──────── Text segment

We take listener calls on schools and reopening with Brenda Cassellius, superintendent of the state's largest school district, Boston Public Schools.
WBUR education reporter Carrie Jung provides analysis.
On Boston Public Schools opening:
"We are planning on doing a September 21 start date to give us some time to be able to have teachers be prepared and to get in the classrooms. [They'll] welcome students and parents back through student conferences - virtual student conferences - and to then walk our buildings and make sure that they're ready."
"...The commissioner asked us to actually turn in three different [opening] plans. One for all in-person, one for all remote, and one that's a hybrid. So then what he has asked us to do is to indicate our preferred model, fully understanding that at any point in the year we may move from one model to the next. He is wanting to make sure we're prepared for all of the above ... currently right now, the science is indicating that we would be able to open up hybrid."

────────────────

Problem set:
• A. Repeat the part of the school reopening excerpt between "We take listener" and "Jung provides analysis.", inclusive, word for word.
• B. Write what comes next in the school reopening excerpt, picking up right after its last sentence.
The records that follow come from a different source than the school reopening excerpt.

──────── Given information

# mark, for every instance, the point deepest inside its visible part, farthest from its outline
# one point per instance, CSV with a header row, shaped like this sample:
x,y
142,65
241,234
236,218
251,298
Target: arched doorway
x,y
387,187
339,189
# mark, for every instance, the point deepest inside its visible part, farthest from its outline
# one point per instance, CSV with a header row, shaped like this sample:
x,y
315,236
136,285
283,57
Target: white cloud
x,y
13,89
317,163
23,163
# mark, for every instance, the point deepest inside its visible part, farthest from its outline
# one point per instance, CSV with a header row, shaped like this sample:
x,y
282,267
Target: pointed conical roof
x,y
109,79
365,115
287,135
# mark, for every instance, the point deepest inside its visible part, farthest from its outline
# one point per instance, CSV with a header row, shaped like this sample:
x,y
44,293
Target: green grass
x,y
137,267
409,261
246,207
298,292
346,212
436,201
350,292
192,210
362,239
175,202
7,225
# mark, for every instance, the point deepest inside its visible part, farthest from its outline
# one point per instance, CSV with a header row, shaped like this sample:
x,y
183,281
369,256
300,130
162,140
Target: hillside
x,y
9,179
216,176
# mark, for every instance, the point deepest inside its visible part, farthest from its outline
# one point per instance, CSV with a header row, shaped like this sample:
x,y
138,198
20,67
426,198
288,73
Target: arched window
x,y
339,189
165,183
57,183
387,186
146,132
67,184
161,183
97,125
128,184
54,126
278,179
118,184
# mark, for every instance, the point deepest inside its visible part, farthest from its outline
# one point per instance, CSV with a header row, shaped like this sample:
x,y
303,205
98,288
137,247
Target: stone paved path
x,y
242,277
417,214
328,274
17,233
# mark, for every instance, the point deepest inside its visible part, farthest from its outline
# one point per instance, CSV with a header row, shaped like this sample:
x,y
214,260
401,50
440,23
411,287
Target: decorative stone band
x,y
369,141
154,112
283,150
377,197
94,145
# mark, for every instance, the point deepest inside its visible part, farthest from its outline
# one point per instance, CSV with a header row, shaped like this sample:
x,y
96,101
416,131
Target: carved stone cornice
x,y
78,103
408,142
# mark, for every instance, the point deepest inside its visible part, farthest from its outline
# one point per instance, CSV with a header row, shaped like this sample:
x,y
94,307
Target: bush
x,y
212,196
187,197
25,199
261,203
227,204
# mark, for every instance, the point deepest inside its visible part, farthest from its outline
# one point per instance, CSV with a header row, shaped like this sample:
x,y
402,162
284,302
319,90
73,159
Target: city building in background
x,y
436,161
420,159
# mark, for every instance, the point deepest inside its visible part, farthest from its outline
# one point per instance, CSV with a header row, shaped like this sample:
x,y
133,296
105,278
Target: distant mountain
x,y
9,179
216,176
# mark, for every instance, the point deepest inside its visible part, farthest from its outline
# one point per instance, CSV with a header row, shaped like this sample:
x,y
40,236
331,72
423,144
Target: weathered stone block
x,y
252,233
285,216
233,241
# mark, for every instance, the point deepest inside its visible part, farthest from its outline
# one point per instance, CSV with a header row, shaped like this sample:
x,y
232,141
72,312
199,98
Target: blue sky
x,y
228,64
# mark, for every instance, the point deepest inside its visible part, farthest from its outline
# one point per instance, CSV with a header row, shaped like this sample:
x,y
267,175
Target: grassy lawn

────────────────

Task answers:
• A.
We take listener calls on schools and reopening with Brenda Cassellius, superintendent of the state's largest school district, Boston Public Schools.
WBUR education reporter Carrie Jung provides analysis.

• B.
On balancing risks with reopening schools:
"Well, you heard the mayor talking about this in his press conference just the other day. And obviously this weighs very heavy on my heart and on the heart of the whole community, really. We know that kids who are more vulnerable are impacted at a much greater rate as well as we know that our students who have disabilities [are impacted at a much greater rate] ... There is a huge need out there for students who didn't engage with us over the spring or are impacted negatively now with their learning."
"... [There was] a new study out today around the younger students and the impacts at their early childhood grade levels. You know, students who are age three through age 10 and just their own child development. So certainly balancing that with the contagion and the community spread is important. But we believe - and the science has said - that if we follow these guidelines and protocols around wearing a mask and having the airflow, staying six feet apart, and washing hands regularly, and doing the health checks, and not coming to school if you're sick, that seems to be mitigating the risk to where the balance tends to be. Where you could open for at least special populations. We know that internationally there are countries who are doing this well and are able to mitigate that risk."
On the outside claims that a hybrid return approach would be disastrous:
"I think that the reason that they have said that is because of the time that's out of school, and the potential that students could go to child care and be in a different type of environment and then come back into the family pods that we have for their homeroom classes. And so I think that's why they think that could increase the spread.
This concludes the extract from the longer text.